WRITTEN REQUEST:
Copy every one of the following rows word for word, with no changes.

MATERIAL SHOWN:
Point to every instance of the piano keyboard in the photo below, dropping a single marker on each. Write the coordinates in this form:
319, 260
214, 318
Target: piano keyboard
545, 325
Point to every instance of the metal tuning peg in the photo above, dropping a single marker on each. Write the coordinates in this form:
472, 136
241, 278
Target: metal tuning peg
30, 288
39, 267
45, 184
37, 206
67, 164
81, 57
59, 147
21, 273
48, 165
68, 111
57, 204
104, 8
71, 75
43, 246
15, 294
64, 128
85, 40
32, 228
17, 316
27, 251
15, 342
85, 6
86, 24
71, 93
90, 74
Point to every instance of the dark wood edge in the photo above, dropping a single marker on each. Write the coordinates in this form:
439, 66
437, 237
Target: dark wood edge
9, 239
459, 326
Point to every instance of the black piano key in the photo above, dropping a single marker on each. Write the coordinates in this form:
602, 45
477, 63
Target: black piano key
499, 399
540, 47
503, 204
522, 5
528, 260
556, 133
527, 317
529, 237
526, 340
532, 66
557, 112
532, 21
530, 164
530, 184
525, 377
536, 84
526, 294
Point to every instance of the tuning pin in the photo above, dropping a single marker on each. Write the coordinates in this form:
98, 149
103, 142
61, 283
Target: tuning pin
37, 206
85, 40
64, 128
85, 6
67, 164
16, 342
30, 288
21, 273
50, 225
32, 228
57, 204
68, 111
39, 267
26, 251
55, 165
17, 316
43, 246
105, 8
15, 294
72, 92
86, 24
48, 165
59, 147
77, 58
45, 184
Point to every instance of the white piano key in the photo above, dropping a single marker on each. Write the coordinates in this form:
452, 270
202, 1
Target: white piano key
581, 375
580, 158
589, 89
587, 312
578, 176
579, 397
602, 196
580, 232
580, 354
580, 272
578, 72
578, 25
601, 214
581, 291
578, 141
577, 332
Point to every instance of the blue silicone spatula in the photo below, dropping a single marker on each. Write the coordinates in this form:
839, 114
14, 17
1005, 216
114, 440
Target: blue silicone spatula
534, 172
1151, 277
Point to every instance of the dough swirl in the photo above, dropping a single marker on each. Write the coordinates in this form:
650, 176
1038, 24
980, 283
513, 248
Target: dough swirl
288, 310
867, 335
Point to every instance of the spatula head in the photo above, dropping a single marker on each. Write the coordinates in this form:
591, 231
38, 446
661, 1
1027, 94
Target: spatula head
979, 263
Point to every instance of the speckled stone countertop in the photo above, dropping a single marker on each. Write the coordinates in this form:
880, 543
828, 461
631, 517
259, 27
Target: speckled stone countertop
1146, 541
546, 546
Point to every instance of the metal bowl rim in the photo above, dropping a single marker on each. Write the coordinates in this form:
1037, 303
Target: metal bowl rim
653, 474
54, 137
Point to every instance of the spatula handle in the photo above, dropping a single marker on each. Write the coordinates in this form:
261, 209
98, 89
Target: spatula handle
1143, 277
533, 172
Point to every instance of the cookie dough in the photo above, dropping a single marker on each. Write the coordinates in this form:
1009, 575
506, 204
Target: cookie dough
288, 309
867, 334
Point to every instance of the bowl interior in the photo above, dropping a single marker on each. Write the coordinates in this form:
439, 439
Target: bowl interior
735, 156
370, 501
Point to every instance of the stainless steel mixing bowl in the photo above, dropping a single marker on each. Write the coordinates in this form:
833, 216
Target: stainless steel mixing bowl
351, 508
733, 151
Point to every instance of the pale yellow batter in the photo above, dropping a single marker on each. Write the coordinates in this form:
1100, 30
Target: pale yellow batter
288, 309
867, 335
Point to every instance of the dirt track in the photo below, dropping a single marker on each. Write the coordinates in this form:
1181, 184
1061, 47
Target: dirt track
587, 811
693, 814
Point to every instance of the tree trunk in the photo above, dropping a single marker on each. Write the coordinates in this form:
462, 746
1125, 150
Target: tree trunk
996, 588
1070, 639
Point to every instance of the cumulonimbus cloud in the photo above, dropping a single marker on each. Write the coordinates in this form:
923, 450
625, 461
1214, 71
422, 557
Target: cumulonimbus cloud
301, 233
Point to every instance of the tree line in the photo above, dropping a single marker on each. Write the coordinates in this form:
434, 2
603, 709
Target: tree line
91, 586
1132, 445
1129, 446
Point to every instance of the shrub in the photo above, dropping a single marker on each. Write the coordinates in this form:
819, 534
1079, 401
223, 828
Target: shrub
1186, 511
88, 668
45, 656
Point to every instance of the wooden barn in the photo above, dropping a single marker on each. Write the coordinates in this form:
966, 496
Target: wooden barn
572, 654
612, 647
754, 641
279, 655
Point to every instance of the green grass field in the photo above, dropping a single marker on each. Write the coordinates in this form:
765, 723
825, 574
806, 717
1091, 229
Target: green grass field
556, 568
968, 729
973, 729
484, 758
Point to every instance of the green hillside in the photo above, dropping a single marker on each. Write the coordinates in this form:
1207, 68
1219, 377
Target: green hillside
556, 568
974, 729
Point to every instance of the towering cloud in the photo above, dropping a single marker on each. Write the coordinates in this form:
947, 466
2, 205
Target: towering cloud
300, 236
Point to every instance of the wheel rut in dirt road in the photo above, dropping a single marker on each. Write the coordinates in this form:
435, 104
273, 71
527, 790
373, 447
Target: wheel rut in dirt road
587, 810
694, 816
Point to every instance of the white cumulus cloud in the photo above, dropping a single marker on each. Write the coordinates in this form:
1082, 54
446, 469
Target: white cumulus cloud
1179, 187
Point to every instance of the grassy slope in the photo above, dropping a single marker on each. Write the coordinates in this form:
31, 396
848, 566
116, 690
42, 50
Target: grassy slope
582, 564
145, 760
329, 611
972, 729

EXERCISE OUTPUT:
Point to every instance of the piano keyboard in the photo below, dropping a single marker on each. Write the coordinates in this form:
319, 260
214, 318
Target: piano keyboard
545, 325
Point to every instance of the metal tuning peg in the photo above, dropping a single marker on each. Write the coordinates in this form:
472, 136
241, 278
Target: metal tuning peg
30, 288
39, 267
45, 184
37, 206
67, 164
81, 57
59, 147
21, 273
48, 165
68, 111
57, 204
104, 8
71, 75
43, 246
15, 294
64, 128
85, 40
32, 228
17, 316
27, 251
15, 342
85, 6
86, 24
71, 93
90, 74
Point to every instance of the dark wood edge in the photo above, dropping a single marker on each. Write the coordinates in this form:
439, 66
437, 237
Target: dark wood edge
9, 239
459, 326
Point to every instance of the black piano key in the photo above, dropping a single marker on each. Write the coordinates in this form:
602, 45
477, 63
Target: black piano key
499, 399
540, 47
503, 204
522, 5
528, 260
556, 133
527, 317
529, 237
526, 340
532, 66
557, 112
532, 21
530, 164
530, 184
525, 377
536, 84
526, 294
Point to every instance of the tuning pin in the photo above, dropping a single marker on each. Write the coordinates in this form:
98, 149
103, 142
61, 283
Target: tuning pin
37, 206
85, 40
64, 128
85, 6
67, 164
16, 342
30, 288
21, 273
50, 225
32, 228
57, 204
68, 111
39, 267
26, 251
55, 165
17, 316
43, 246
105, 8
15, 294
72, 92
86, 24
48, 165
59, 147
77, 58
45, 184
Point to every instance of the white piano key in the photo above, dropping a single marker on each. Write the coordinates in this form:
452, 270
202, 1
Target: white piano key
581, 375
580, 158
589, 89
587, 312
578, 176
579, 397
602, 196
580, 232
580, 354
580, 272
578, 72
578, 25
601, 214
581, 291
578, 141
577, 332
Point to every instance of the blue silicone spatula in the photo below, dropping a single marker on each. Write the coordinates in this form:
839, 114
14, 17
1005, 216
114, 440
Target: blue silicone spatula
534, 172
1151, 277
Point to every instance of the dough swirl in the photo above, dropping a single marker on each. Write the coordinates in this form:
650, 176
1038, 24
980, 283
513, 248
Target: dough swirl
288, 310
867, 335
Point to every instance of the spatula head in the photo above, dropping a single marker on each. Write the coordinates in this form:
591, 231
38, 446
661, 1
1027, 94
Target: spatula head
979, 263
Point to every instance of the speckled stone countertop in the photo above, dropping a single marker on each. Write the coordinates in this form:
880, 543
828, 461
631, 517
259, 27
Target: speckled stone countertop
1146, 541
546, 546
Point to every instance of the metal bowl rim in the photo above, dropping a single marker on each. Write the coordinates in this form:
1037, 303
Target: metal bowl rim
653, 474
54, 137
Point to every instance of the spatula handle in the photo above, dropping a single marker on each. Write the coordinates in this form:
261, 209
98, 89
Target: spatula handle
1143, 277
533, 172
Point to every instance of the cookie dough in the photo above, dropping a single marker on each. Write the coordinates in this form:
1009, 575
506, 204
Target: cookie dough
288, 309
867, 334
Point to every instance of the bowl interior in the photo above, dropping a single marker on each. Write the coordinates in this form:
439, 439
Target: bowl interior
735, 156
370, 501
Point to every instance of the stainless steel mixing bowl in the photo above, dropping a single marker on each. Write the coordinates in this form:
833, 216
Target: stainless steel mixing bowl
351, 508
733, 151
Point to every instance of the pale yellow batter in the photo above, dropping a single marker on each. Write the coordinates in this form:
1100, 30
Target: pale yellow batter
288, 309
867, 335
Point to every instance of the dirt track in the photo below, dropping a single marker on each. Write the coordinates in this form:
1181, 184
1061, 47
Target: dirt track
587, 811
693, 814
Point to every instance of the tree trunk in the photo above, dropping a single marker on each. Write the coordinates in this form:
462, 746
1125, 150
Target: tree trunk
996, 588
1070, 639
Point to every instance of the cumulonimbus cloud in the photo above, dropping a single marker on each. Write the coordinates in this form:
923, 450
625, 461
1214, 71
422, 557
Target: cumulonimbus cloud
301, 233
Point to every instance of the tree line in the photo above, dropping a single marker on each. Write the coordinates in this form:
434, 2
603, 709
Target: tree line
91, 586
1132, 445
1129, 446
Point to every instance of the shrub in the photo above, dropping a single marker on each. Write the coordinates in this form:
819, 534
1079, 401
223, 828
Target: shrub
1186, 511
88, 668
45, 656
Point to every instance of the wooden barn in the photo above, dropping a single marker on each. Write the coordinates in this form:
966, 496
Target: wooden barn
572, 654
612, 647
754, 641
279, 655
Point to every instance of the green grass field in the photo above, dropping a single marker on each. Write the coordinates in this form:
765, 723
825, 574
806, 717
1091, 229
Target: green grass field
556, 568
968, 729
973, 729
484, 758
Point to every instance of the green hillside in the photo above, dropping a single marker on each. Write the coordinates in this form:
1207, 68
1219, 377
Target: green hillside
556, 568
974, 729
Point to every instance of the towering cloud in the photo above, dropping a single marker on each. Write the coordinates in this form:
947, 466
2, 205
Target: towering cloud
300, 236
Point to every instance of the wheel rut in dirt road in the photo above, dropping a single marker on each. Write the coordinates in this form:
435, 104
273, 71
527, 790
373, 447
Target: wheel rut in dirt road
587, 810
694, 816
Point to every instance of the white cumulus cloud in the photo above, dropping a single marker on each. Write the coordinates in this form:
1082, 54
446, 469
Target: white cumulus cloud
1179, 187
Point to every instance of the grassy slope in the photo above, dropping a single marker on each. Write the coordinates in this form:
31, 396
848, 566
116, 690
42, 50
Target: grassy slope
582, 564
145, 760
329, 611
972, 729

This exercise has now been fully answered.